## 本文抜粋
▬▬▬▬▬▬
なぜか機嫌がいい人がしている「なるほど」な工夫

(イラスト:Jam)

待つことを、イライラした時間にしないための1つの方法は、待たないことです。つまり、「相手を待つ時間」ではなく、積極的に「自分の時間」にしてしまうこと。

たとえば、私の待ち合わせの場所は、大抵、本屋さん。これで1時間ぐらいまでは待たされてもOK。「申し訳ない。遅くなる」と電話があっても、「気にしないで。どうぞ、ごゆっくり」、相手が来たら「えー、もう来たの? 私もちょうどいい本を見つけたところ」などと言える。これで、相手の罪悪感もとり除いてあげられます。

イライラしないためには、「ちょうどよかった!」とつぶやいてみるといいでしょう。でも「ちょうどよかったとは思えない」ということもありますよね。
▬▬▬▬▬▬
## 指示内容 1
レコードのうち「Target: berry stem」を含む行からレコードの末尾までを、「berry」を「fruit」に置き換え、ほかは一切変えずにその範囲だけ書き直してください。
この文章と後に続くレコードは、それぞれ独立した別の資料です。
▬▬▬▬▬▬
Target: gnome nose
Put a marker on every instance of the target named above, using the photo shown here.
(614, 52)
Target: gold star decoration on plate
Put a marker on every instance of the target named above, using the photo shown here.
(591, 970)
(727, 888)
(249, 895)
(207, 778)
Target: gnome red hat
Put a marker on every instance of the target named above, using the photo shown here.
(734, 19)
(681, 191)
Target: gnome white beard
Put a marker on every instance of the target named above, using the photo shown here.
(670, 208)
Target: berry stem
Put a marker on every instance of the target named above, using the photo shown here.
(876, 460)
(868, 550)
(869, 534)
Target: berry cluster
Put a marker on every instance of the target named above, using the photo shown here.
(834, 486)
▬▬▬▬▬▬
## 指示内容 2
待ち時間をイライラせずに過ごす工夫を述べた文章の続きを、最後の文の後から書いてください。

## 解答例 1
Target: fruit stem
Put a marker on every instance of the target named above, using the photo shown here.
(876, 460)
(868, 550)
(869, 534)
Target: fruit cluster
Put a marker on every instance of the target named above, using the photo shown here.
(834, 486)

## 解答例 2
恋人から連絡が3日来なくても…

たとえば、「恋人から連絡がもう3日来ない」というとき。1日に何度もスマホをチェックしては、がっくりと肩を落とし、時間が経つにしたがって、さらにイライラ。「なにかあったのかな」「嫌いになったってことはないよね」という不安が、だんだん腹立たしさに変わっていきます。そんなときも、「ちょうどよかった」はあるのです。

「これを機に、連絡のマメさで愛情を測るような幼い付き合いから脱皮しよう」「それだけ私に甘えてくれてるってことね。次に会うときは相当うれしいだろうな」。待つのは忍耐力を要します。イライラが大きくなると、恨みがましい物言いになるので、できるだけ楽観的に。

(イラス:Jam)

仕事では、いろいろなことを期待されます。「いい部下」「いい後輩」「いい先輩」「いい社員」……そんないろいろな期待にすべて応えようとがんばると、疲れてしまうはずです。

私も、初めて上司の役職が与えられたときは、部下から尊敬され、慕われる上司、会社からも認められる管理職になろうと必死にがんばり、毎日クタクタ。部下は思い通りに動いてくれず、自分も理想の上司になれないことで、イライラは慢性化していきました。

いま思うと「いい人でありたい」「嫌われたくない」という気持ちが強かったのです。裏を返せば、そのままの自分がどう思われるか、自信がなかったのだと思います。でも、未熟な部分を見せてもいい、むしろ見せたほうが周りから助けてもらえるということも、いまだからよくわかります。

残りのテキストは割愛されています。